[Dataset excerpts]
================================

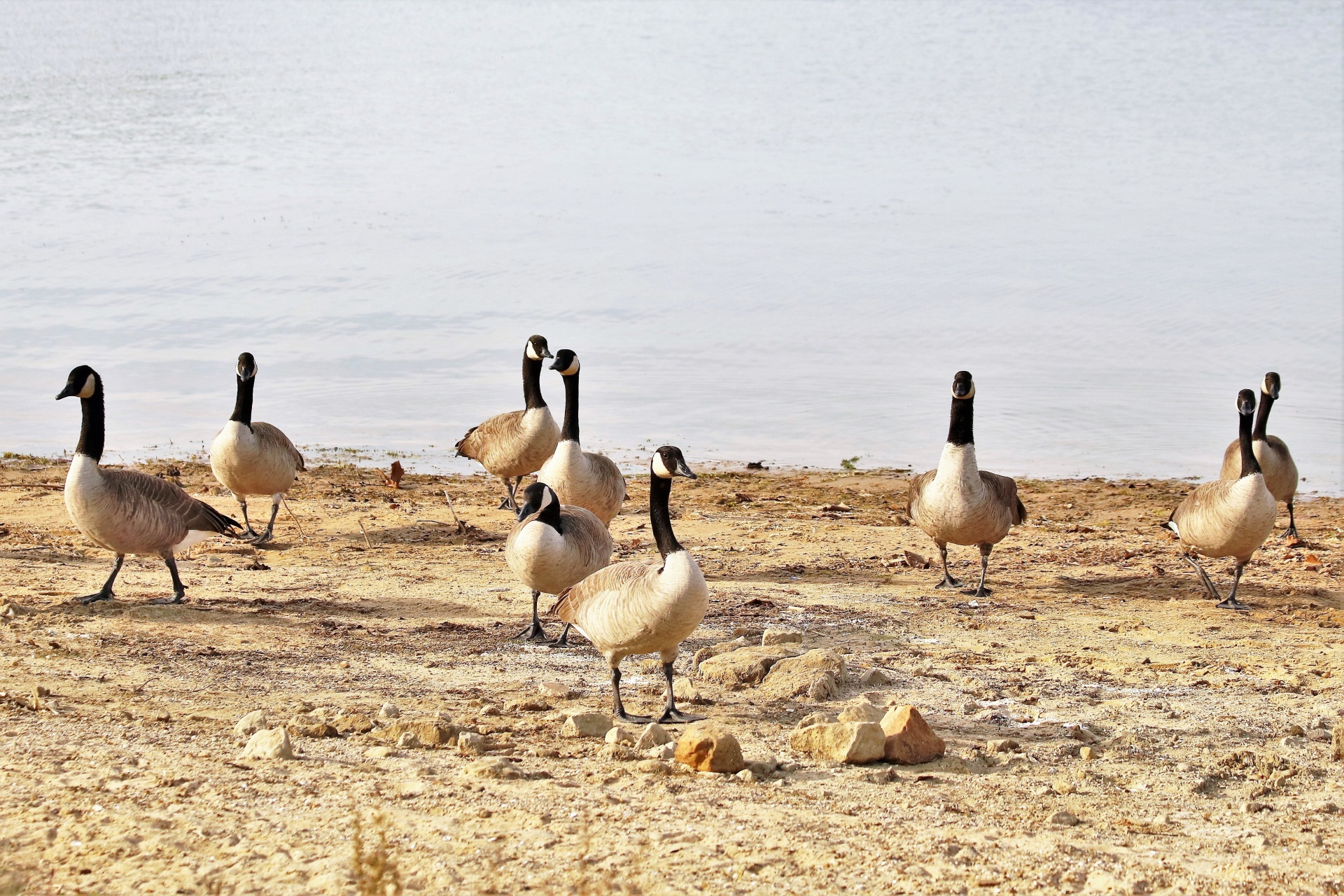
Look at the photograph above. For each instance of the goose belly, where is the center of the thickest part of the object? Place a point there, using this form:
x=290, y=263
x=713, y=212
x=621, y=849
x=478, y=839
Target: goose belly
x=545, y=562
x=1236, y=526
x=527, y=448
x=246, y=465
x=111, y=523
x=585, y=480
x=961, y=514
x=654, y=614
x=1278, y=469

================================

» EXERCISE BRIEF
Transcribe the records above exactly, excluding every picture.

» TASK SOLUTION
Look at the photograph above. For each instance of the goose belly, where is the center of the thickest part of the object? Place a point there, using this form:
x=290, y=263
x=713, y=212
x=621, y=849
x=478, y=839
Target: goose belly
x=545, y=562
x=1236, y=526
x=527, y=448
x=246, y=465
x=111, y=523
x=585, y=480
x=961, y=514
x=654, y=614
x=1278, y=469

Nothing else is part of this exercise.